→ **Text excerpt**
>> START
# Pending Purchase 2013 Outback 210Rs



## jerdes

Hi all, I just wanted to get some opinions on a pending purchase; I'm having some doubts. I worked out a deal with a RV dealer for the purchase of a 2013 Outback 210RS. Overall the unit is in good condition, with some minor cosmetic issues such as oxidation of the paint on the front that can be buffed out. NADA retail price range is $17,500 - $20,150 or there about. I've worked out a purchase price of $16,000. Does this sound like a good purchase to y'all? Any common problems with these units I should look out for?

My other concern is slide out strength. I'm not a small guy, are there any concerns regarding occupant weight load in this slide out bed when extended and locked?

Thanks for your input!


----------



## GodFather2u

Hi,

We've had our 2014 210rs since November of 2013. No problems at all. As for the slide out Keystone says that the slide is rated for 1000 lbs when extended. They do not recommend sleeping in it while retracted. Hope that helps in your possible purchase which actually sounds like a good deal compared to new.
>> END
→ **Written problem**
Quote the forum thread on the pending Outback 210RS purchase verbatim, from "Hi all, I just" up to and including "extended and locked?".

[Position identification records]
>> START
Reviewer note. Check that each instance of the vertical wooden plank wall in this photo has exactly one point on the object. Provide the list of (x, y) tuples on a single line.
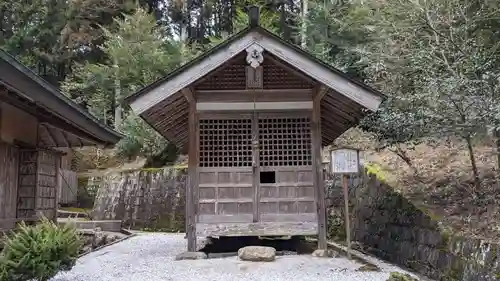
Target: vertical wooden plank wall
[(26, 194), (47, 179), (8, 185), (318, 171)]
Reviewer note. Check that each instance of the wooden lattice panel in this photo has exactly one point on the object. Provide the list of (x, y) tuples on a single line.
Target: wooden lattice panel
>> END
→ **Written solution**
Hi all, I just wanted to get some opinions on a pending purchase; I'm having some doubts. I worked out a deal with a RV dealer for the purchase of a 2013 Outback 210RS. Overall the unit is in good condition, with some minor cosmetic issues such as oxidation of the paint on the front that can be buffed out. NADA retail price range is $17,500 - $20,150 or there about. I've worked out a purchase price of $16,000. Does this sound like a good purchase to y'all? Any common problems with these units I should look out for?

My other concern is slide out strength. I'm not a small guy, are there any concerns regarding occupant weight load in this slide out bed when extended and locked?